▶ [Task to carry out]
Copy each line below that includes "blouse".

Natural language region descriptions
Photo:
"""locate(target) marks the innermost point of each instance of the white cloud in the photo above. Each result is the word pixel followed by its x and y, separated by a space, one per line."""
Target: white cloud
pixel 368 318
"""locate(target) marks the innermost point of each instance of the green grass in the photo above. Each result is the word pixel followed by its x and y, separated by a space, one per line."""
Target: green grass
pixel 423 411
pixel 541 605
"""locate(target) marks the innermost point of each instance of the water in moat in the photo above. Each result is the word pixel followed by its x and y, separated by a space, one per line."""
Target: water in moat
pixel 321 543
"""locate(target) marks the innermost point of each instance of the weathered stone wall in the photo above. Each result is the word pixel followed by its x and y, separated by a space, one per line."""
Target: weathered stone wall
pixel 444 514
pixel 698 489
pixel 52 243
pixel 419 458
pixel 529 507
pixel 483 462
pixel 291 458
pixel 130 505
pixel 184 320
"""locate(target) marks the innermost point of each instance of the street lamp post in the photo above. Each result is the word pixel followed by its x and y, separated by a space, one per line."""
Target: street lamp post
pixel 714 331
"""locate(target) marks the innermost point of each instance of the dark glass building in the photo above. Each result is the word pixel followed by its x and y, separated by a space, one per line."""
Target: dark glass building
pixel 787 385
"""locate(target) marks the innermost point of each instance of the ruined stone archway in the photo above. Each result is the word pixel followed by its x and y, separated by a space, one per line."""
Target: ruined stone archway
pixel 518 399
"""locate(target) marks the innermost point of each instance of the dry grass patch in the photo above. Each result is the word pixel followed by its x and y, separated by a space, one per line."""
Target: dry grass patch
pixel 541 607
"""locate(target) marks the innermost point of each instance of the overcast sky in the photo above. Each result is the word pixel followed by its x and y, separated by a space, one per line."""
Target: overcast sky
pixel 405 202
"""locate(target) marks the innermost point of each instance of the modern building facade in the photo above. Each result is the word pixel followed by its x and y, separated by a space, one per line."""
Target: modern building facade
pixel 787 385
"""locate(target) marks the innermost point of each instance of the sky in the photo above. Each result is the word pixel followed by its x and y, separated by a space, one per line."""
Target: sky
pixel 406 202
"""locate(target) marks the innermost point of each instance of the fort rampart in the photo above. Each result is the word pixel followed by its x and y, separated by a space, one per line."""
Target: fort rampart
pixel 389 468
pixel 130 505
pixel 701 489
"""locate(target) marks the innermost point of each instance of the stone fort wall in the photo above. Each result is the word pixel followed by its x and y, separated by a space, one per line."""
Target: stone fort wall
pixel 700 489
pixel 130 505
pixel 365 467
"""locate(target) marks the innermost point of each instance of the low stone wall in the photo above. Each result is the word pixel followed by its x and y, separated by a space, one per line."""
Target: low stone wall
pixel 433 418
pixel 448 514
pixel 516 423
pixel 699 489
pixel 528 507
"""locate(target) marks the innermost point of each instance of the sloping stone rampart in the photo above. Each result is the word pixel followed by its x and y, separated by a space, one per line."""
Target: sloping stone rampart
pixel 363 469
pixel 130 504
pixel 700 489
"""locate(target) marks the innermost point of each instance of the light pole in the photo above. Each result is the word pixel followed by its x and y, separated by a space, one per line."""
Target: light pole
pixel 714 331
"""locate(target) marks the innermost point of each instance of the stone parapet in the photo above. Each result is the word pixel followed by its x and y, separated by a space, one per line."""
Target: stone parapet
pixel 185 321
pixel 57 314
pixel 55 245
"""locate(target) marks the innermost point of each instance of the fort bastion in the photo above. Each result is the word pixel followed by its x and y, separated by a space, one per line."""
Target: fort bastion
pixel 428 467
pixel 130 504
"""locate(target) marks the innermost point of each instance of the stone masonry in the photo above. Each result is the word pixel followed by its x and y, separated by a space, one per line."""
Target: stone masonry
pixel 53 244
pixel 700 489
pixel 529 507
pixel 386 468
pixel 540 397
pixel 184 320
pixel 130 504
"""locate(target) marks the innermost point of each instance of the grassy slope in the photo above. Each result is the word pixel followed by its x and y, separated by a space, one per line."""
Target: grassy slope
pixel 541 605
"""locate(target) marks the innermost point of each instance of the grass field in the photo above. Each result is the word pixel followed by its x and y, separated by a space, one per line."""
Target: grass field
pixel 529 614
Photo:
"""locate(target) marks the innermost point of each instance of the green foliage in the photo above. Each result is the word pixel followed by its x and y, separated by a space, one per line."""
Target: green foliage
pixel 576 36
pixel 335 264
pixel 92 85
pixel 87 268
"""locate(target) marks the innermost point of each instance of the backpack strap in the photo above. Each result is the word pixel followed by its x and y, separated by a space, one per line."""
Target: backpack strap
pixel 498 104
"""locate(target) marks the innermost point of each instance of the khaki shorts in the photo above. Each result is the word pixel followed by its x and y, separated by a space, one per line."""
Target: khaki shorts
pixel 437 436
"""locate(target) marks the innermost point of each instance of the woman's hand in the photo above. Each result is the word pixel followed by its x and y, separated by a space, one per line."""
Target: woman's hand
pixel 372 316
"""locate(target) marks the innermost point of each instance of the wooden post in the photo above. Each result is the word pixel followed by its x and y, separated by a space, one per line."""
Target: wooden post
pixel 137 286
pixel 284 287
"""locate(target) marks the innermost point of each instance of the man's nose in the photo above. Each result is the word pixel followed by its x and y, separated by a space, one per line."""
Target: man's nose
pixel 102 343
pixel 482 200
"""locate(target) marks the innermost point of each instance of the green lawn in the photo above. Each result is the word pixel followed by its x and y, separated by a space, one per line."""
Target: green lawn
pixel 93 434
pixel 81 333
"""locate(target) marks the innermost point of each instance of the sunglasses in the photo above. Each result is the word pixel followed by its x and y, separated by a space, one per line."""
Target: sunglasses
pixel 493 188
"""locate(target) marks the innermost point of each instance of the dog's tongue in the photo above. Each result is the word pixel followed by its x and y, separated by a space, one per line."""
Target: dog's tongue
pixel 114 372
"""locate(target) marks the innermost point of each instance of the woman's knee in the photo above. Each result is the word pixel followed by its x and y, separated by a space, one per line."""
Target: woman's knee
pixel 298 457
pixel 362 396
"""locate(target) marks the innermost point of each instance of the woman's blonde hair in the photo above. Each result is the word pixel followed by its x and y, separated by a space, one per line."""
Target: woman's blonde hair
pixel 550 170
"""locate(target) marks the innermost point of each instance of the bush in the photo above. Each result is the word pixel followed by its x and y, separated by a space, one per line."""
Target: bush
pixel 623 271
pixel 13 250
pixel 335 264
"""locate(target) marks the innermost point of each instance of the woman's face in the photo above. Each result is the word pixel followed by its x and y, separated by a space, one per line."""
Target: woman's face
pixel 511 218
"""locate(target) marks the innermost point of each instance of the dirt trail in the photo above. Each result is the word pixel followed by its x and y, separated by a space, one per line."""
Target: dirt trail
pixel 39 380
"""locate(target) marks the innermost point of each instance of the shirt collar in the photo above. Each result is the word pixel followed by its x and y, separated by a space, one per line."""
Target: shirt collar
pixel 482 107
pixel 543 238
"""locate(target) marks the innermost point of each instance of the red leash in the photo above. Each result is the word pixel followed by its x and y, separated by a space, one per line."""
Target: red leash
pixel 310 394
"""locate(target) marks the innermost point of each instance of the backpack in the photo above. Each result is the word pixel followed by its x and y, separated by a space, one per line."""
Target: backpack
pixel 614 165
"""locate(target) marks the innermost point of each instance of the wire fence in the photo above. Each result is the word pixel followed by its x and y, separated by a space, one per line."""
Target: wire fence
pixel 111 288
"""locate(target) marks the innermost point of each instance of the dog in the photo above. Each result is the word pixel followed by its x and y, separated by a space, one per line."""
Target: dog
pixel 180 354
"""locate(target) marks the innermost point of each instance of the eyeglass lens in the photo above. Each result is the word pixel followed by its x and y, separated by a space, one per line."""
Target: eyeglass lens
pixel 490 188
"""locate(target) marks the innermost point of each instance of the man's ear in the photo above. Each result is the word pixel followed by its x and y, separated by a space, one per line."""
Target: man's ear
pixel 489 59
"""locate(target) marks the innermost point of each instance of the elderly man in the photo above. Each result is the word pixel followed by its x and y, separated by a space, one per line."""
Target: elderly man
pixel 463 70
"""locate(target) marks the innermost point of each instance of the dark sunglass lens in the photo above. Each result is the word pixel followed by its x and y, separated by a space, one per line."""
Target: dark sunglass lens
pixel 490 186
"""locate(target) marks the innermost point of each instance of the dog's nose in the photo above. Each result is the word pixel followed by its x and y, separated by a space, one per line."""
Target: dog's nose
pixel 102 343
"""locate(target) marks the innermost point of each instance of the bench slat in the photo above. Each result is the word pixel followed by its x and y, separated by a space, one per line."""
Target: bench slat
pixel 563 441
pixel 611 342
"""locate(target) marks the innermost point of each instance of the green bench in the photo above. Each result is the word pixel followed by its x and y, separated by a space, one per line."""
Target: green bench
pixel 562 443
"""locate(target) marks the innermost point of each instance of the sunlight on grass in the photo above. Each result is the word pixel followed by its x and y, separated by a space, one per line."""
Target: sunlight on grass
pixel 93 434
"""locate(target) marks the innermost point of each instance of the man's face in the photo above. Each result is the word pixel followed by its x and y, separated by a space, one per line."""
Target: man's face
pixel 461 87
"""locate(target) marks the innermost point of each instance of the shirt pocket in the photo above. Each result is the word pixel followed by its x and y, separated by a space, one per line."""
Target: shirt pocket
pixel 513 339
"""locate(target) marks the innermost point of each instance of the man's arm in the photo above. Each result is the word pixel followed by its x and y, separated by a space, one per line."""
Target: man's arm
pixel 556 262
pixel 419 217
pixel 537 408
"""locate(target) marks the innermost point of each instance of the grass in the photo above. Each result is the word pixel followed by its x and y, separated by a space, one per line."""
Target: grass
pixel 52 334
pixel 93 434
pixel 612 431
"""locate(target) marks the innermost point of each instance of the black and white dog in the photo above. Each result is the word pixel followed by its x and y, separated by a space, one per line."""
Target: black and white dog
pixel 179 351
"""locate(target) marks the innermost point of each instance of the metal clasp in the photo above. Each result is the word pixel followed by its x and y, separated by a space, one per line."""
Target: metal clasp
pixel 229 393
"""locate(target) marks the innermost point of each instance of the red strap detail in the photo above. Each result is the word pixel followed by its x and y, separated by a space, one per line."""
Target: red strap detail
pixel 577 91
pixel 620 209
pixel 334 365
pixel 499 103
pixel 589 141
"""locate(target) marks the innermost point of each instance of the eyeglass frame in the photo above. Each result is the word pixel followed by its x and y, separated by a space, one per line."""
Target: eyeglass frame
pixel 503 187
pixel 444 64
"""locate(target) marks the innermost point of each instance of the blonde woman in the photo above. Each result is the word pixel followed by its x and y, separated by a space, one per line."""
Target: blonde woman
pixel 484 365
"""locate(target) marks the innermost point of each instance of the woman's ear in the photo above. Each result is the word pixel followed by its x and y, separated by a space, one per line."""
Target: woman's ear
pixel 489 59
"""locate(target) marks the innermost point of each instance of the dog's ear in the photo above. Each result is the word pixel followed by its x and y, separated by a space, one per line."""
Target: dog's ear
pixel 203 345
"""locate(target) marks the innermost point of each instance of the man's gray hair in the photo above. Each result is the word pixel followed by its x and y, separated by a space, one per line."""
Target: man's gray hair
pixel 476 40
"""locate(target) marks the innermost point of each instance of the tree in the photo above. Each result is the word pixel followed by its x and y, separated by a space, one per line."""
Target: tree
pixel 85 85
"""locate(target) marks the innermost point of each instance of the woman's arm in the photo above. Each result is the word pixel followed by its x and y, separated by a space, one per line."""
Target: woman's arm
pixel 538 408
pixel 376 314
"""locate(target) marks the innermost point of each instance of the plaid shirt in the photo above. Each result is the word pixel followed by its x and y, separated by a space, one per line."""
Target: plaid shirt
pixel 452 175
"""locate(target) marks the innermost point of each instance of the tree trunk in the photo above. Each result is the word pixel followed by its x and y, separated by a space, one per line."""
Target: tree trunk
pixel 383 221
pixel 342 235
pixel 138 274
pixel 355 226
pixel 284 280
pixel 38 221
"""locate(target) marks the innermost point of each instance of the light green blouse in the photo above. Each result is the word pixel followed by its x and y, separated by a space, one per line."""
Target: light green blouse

▶ [Exercise output]
"""locate(target) marks the innermost point of each instance of the light green blouse in the photo above. Each result is the word pixel followed by its x and y, separated by a space, one per line."""
Target: light green blouse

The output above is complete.